ARTICLE:
Why should we trust the user to organise their code? [joke]

There are some suspicions against "the script model" where definitions and executions and data are seemingly mixed up and expected to run from top to bottom. Whilst this is a problem in today's Dyalog, meaning that fixing .apls files "willy nilly" would lead to chaos and confusion, this is one of the problems that having a language level package and module system would solve.

Meh. All you're doing is making namespaces from filenames and recursively loading; not very novel...

Basically, yes (plus ensuring everything is only ever loaded once). The whole point is that it's not meant to be novel. The other team has been doing this for decades.

What does it not do?

A lot of functionality of Python's modules system has been deliberately left out of this model:

  1. Lifting subsets directly into the caller's namespace:
    import math
    # vs
    from math import prod
    The dyamod model only caters for the former, i.e corresponding to Python's
    math.prod([1, 2, 3, 4, 5])

EXERCISE TASK A:
Repeat a passage from the module system thread word for word, starting at the line that has "Basically, yes (plus" and stopping after "does it not do?".

Pointing and labeling entries:
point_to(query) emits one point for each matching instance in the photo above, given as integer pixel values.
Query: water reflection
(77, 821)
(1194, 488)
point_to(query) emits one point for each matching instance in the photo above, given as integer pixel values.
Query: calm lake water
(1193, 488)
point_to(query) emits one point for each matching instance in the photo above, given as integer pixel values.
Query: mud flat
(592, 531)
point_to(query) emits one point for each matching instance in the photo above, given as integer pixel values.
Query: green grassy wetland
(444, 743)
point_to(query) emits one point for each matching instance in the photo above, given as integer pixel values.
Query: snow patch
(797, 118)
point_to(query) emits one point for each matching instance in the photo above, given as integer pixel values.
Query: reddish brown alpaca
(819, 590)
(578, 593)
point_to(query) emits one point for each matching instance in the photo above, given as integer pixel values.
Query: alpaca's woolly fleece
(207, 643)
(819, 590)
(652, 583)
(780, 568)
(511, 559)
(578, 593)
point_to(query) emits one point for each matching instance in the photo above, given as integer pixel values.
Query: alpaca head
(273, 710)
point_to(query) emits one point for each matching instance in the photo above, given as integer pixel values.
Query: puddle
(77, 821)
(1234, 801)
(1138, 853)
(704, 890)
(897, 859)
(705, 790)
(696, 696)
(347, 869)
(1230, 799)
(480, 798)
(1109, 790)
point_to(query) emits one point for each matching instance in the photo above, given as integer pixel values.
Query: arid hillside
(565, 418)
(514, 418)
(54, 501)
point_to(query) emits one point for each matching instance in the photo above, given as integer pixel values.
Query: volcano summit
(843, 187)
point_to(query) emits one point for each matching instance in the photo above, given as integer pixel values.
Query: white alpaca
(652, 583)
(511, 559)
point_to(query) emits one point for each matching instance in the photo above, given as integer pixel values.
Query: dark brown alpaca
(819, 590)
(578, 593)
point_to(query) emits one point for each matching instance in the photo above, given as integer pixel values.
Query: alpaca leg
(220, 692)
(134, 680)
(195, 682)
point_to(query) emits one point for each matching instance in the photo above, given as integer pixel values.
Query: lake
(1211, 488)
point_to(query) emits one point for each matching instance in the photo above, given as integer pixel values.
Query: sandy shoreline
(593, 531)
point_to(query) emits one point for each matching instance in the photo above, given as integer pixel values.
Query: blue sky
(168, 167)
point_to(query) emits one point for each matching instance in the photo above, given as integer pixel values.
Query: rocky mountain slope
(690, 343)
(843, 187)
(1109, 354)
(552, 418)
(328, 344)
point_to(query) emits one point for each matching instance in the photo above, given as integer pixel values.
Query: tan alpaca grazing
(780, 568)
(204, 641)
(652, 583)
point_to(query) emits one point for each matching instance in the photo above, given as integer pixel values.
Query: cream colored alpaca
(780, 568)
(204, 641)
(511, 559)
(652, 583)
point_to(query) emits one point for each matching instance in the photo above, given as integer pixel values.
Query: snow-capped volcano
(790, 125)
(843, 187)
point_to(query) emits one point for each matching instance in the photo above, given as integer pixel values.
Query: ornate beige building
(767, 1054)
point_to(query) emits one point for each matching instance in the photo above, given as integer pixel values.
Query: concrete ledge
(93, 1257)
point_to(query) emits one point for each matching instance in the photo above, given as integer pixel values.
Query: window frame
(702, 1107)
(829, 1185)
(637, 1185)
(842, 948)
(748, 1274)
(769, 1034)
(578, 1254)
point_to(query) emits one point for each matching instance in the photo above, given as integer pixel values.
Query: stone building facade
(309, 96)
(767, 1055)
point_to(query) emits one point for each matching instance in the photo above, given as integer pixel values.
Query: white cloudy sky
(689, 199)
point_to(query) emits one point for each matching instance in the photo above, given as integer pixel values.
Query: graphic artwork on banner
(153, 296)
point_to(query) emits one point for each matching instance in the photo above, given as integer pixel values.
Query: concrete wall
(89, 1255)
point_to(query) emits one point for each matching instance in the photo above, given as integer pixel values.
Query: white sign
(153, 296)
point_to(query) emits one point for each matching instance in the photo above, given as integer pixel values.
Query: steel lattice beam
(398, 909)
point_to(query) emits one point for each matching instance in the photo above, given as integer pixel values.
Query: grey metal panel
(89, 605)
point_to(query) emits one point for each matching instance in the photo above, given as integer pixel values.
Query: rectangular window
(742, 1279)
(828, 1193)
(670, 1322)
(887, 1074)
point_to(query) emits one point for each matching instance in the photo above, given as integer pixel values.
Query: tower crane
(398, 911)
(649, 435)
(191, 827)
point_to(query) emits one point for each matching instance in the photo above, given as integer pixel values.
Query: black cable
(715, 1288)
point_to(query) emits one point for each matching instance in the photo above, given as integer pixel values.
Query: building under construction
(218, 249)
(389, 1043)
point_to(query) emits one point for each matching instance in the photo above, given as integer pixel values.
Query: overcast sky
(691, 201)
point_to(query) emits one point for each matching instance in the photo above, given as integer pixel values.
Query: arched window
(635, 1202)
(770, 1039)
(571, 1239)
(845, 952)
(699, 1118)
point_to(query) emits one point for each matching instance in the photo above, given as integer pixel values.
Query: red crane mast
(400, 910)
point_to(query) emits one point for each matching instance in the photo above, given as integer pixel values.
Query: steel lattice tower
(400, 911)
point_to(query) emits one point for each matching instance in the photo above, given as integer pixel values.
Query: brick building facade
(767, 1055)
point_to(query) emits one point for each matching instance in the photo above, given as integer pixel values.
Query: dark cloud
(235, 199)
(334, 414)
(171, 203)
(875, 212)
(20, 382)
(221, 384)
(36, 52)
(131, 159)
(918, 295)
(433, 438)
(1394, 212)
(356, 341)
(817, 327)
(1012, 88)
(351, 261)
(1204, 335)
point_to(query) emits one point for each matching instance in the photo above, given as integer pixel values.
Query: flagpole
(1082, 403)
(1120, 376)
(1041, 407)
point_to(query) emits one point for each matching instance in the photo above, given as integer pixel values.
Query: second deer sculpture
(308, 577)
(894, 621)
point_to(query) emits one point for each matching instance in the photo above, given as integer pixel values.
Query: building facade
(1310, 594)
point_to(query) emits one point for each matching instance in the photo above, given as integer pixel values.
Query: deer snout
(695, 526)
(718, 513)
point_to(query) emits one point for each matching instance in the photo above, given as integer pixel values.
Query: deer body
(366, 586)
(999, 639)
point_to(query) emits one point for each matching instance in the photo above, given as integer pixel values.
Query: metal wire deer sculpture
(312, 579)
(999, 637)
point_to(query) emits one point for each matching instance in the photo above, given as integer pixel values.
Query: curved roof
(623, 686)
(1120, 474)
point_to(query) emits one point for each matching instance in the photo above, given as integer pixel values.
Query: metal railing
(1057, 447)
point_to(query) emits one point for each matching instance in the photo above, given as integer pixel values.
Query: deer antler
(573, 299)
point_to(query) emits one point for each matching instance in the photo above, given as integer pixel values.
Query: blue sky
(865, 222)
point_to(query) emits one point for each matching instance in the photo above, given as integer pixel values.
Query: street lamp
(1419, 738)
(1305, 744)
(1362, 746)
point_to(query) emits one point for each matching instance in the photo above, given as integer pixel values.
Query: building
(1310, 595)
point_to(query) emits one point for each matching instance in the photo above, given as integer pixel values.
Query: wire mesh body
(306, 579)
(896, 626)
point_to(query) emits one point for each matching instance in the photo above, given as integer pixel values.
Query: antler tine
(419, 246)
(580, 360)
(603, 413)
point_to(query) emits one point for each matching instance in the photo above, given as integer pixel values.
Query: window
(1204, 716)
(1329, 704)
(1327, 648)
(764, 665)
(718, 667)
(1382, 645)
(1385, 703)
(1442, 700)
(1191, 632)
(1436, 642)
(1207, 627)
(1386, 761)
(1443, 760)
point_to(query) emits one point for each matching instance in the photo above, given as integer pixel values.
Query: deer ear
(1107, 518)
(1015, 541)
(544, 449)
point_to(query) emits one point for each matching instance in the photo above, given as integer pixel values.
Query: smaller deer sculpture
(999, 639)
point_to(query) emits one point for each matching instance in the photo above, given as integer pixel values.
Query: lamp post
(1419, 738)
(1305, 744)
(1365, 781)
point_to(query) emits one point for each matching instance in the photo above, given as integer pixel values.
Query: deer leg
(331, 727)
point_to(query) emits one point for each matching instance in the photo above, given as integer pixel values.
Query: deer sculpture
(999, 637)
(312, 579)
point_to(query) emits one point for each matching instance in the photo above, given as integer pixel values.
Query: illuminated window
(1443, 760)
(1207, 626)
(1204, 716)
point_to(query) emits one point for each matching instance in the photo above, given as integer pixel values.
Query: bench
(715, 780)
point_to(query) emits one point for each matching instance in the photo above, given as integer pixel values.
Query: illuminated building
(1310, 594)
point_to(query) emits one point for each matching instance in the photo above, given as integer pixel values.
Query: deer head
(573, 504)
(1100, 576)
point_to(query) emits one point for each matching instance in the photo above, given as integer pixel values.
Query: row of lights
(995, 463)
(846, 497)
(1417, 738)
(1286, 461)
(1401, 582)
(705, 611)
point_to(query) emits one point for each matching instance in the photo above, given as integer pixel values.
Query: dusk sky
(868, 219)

EXERCISE TASK B:
Pick out every row that contains the word "lattice" and copy each one out.

RIGHT ANSWER A:
Basically, yes (plus ensuring everything is only ever loaded once). The whole point is that it's not meant to be novel. The other team has been doing this for decades.

What does it not do?

RIGHT ANSWER B:
Query: steel lattice beam
Query: steel lattice tower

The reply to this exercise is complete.